**What is being asked**
Give back exactly the lines that run from the line containing "Q: Pick out each instance of the epaulette" through the end of the listing below. Leave out every other line.

**Given records**
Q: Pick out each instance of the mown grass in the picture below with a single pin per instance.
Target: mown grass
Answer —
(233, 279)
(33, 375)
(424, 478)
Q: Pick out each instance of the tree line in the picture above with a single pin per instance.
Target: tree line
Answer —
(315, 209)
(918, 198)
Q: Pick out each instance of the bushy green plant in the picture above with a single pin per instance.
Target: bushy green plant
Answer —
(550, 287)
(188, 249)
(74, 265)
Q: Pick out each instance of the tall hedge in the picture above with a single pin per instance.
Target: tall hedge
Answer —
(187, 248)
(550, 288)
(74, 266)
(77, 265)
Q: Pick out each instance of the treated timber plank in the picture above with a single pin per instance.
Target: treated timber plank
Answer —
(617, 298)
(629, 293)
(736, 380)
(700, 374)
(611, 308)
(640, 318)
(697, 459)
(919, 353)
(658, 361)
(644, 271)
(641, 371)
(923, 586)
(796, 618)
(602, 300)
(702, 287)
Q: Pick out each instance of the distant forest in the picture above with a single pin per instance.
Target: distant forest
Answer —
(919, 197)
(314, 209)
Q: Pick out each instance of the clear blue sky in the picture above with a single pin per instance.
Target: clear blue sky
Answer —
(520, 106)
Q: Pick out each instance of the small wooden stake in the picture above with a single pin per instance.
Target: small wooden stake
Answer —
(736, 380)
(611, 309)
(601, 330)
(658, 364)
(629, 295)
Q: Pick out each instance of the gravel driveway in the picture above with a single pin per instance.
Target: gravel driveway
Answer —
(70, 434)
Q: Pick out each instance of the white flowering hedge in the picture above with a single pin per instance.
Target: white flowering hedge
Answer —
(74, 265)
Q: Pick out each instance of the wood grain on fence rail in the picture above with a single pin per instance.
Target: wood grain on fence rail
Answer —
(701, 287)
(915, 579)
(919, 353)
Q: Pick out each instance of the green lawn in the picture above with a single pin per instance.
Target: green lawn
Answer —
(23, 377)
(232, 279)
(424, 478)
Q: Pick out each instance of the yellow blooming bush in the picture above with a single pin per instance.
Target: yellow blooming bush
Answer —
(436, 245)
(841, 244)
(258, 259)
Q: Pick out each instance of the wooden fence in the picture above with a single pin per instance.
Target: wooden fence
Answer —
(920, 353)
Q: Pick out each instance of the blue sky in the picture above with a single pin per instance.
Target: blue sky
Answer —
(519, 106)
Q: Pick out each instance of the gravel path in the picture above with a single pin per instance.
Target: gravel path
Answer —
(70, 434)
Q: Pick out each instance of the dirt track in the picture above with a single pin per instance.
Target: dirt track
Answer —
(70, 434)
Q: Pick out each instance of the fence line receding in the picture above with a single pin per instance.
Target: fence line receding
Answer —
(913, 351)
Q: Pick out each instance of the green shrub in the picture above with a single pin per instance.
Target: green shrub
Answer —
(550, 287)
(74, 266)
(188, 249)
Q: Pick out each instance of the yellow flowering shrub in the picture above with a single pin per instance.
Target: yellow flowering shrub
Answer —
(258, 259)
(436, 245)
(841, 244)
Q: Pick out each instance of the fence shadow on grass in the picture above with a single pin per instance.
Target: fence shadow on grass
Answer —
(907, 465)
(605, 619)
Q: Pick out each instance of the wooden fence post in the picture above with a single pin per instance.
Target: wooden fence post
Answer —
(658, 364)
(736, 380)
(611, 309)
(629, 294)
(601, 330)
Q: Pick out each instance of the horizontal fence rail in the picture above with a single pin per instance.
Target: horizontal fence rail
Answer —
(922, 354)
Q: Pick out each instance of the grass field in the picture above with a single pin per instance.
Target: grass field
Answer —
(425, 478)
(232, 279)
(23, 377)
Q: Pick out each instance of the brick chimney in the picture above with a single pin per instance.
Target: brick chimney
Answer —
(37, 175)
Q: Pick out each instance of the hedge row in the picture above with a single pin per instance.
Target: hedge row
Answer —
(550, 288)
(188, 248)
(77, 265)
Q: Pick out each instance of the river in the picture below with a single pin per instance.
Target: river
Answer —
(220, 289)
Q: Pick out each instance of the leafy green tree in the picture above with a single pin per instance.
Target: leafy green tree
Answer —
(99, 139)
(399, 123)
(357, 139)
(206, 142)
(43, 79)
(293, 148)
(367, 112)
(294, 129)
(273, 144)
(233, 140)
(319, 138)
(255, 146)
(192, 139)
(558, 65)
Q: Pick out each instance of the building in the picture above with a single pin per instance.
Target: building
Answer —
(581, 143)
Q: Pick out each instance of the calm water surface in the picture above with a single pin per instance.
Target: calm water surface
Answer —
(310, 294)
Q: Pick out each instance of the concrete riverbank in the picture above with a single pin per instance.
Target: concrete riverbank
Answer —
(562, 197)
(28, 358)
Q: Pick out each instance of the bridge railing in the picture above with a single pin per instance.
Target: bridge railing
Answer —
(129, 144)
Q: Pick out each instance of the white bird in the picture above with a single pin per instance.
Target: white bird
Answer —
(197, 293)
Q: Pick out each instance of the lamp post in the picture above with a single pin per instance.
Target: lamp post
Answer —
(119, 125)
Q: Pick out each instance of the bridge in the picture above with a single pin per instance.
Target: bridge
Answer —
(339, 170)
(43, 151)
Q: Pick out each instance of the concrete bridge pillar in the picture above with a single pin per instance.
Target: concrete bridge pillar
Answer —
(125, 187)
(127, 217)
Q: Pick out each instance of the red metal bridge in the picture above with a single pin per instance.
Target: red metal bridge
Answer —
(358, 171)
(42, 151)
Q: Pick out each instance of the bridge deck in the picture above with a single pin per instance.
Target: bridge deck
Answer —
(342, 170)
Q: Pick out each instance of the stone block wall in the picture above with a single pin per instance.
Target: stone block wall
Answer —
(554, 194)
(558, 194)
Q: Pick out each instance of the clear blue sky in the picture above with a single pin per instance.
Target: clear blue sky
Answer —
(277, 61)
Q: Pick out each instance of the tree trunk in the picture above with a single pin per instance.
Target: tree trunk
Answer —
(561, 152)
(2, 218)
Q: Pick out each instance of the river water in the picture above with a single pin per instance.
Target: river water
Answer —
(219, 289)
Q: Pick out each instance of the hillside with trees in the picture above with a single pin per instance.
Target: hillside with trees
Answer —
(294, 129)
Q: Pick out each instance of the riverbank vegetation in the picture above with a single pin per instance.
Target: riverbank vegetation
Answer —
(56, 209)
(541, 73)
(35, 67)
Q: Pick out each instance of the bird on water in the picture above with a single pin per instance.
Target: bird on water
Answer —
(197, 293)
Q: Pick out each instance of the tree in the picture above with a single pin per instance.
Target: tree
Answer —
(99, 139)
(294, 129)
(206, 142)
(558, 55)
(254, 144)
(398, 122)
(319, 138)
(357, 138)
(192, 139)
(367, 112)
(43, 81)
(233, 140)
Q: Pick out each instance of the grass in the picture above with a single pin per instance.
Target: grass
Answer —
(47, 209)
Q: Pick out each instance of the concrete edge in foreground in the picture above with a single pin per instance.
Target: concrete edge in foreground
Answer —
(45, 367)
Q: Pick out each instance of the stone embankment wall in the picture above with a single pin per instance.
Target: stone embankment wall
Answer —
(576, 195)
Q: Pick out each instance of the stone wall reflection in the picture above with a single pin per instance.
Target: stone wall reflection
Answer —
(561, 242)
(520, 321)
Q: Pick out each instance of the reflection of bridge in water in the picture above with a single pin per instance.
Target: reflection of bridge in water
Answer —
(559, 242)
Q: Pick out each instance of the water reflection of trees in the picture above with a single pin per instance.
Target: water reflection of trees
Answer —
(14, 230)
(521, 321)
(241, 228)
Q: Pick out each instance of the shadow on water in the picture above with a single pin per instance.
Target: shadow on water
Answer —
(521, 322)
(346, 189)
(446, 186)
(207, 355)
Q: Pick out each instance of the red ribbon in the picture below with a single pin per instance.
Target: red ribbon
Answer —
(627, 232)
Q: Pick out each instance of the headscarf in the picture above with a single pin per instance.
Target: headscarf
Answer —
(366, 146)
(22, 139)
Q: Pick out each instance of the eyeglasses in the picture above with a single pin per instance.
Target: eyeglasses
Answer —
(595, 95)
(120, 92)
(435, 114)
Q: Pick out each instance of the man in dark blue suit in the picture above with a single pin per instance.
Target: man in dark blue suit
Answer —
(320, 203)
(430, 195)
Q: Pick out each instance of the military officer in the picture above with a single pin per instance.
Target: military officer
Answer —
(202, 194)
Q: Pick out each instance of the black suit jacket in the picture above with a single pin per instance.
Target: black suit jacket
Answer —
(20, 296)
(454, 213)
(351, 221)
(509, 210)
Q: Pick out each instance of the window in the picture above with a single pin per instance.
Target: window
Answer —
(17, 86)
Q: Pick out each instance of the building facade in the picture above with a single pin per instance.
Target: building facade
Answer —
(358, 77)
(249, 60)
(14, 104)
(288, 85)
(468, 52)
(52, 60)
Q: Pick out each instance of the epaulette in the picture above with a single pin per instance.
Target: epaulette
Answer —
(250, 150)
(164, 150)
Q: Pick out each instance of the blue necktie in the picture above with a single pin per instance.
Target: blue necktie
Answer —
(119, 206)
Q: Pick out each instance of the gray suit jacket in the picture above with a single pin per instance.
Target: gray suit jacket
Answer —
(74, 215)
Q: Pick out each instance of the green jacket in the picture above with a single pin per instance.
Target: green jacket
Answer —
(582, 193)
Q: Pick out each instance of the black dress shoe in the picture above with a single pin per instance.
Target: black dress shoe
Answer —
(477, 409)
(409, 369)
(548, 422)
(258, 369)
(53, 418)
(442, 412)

**Exercise result**
Q: Pick out each instance of the epaulette in the picture above with a single pin per instance.
Target: epaulette
Answer —
(250, 150)
(164, 150)
Q: Pick out each instance of the blue necktie in the picture above with a single pin per instance.
Target: blue necktie
Answer —
(119, 206)
Q: Pick out each instance of the gray suit jacket in the picture above with a single pin per instance.
Target: gray suit jacket
Answer —
(74, 215)
Q: Pick out each instance of the green jacket in the picture above with a single pin per instance.
Target: green jacket
Answer —
(582, 193)
Q: Pick out each instance of the black dress shoe in the picture above with a single pin per instance.
Target: black dress shoe
Answer —
(477, 409)
(409, 369)
(548, 422)
(258, 369)
(53, 418)
(442, 412)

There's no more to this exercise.